[WRITTEN INSTRUCTION 1] Rewrite the passage on Chicago's foreclosure ordinance starting at "Ald. Richard Mell" and ending at "in their homes.", putting "renters" in place of "tenants".
[WRITTEN INSTRUCTION 2] Carry on the passage about Chicago's Keep Chicago Renting ordinance from its final sentence.

[SUPPLIED PASSAGE]
Abandoned buildings and vacant apartments across the city of Chicago have been given new life. On June 5, the Chicago City Council passed the Keep Chicago Renting ordinance that helps working families remain in their residences, rather than evicting them after landlords’ foreclosure. The last three years have produced 51,972 foreclosed rental units, according to advocates.

Ald. Richard Mell (33rd Ward) introduced the ordinance, which passed with a City Council vote of 45-4. The Chicago Tribune reported that although many of these tenants have been paying their rent on time, they are still being evicted from their homes and displaced.

The ordinance will require the foreclosing bank or mortgage holder to provide tenants with a rent-controlled lease until the property is sold, or pay them a $10,600 relocation fee. The ordinance also provides incentives to banks to help keep people in their homes.

[INFORMATION PROVIDED]
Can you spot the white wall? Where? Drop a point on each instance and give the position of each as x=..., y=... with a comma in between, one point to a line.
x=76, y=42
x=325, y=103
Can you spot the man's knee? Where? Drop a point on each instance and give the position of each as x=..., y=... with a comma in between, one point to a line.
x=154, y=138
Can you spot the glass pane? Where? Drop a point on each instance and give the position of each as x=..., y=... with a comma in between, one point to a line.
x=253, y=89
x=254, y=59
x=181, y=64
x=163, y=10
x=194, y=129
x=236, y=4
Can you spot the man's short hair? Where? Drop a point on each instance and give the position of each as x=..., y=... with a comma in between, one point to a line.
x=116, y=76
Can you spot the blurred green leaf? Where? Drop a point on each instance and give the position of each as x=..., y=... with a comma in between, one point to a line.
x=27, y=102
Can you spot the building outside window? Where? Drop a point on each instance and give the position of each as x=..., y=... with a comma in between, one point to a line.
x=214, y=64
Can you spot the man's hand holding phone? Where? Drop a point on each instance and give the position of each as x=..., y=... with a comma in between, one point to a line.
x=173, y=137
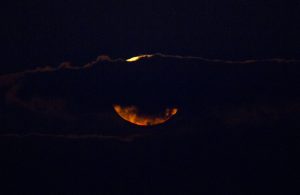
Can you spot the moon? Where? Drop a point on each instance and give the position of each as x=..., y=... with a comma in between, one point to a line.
x=133, y=115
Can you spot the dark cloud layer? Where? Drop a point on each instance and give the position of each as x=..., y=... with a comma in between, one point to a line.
x=68, y=99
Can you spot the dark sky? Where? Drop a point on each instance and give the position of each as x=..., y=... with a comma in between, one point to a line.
x=50, y=32
x=238, y=122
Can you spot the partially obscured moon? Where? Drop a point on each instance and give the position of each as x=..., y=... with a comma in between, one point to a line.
x=133, y=115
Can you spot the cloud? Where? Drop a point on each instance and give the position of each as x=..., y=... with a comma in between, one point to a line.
x=70, y=98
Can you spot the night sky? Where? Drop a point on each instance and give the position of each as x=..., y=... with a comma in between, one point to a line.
x=230, y=67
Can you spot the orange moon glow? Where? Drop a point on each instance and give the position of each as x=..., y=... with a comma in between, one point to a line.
x=132, y=115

[WRITTEN ANSWER 1]
Ald. Richard Mell (33rd Ward) introduced the ordinance, which passed with a City Council vote of 45-4. The Chicago Tribune reported that although many of these renters have been paying their rent on time, they are still being evicted from their homes and displaced.

The ordinance will require the foreclosing bank or mortgage holder to provide renters with a rent-controlled lease until the property is sold, or pay them a $10,600 relocation fee. The ordinance also provides incentives to banks to help keep people in their homes.

[WRITTEN ANSWER 2]
“Renters are the hidden victims in this foreclosure crisis,” said Diane Limas of the Albany Park Neighborhood Council on an Action Now blog.

“We know that vacant, foreclosed multi-unit properties facilitate crime and gang violence in our communities, especially in our communities of color.”

Other supporters included the Business and Professional People for the Public Interest, Brighton Park Neighborhood Council, Chicago Coalition for the Homeless, Kenwood Oakland Community Organization, Lawyers Committee for Better Housing, Logan Square Neighborhood Association, Metropolitan Tenants Organization and Organization of the NorthEast.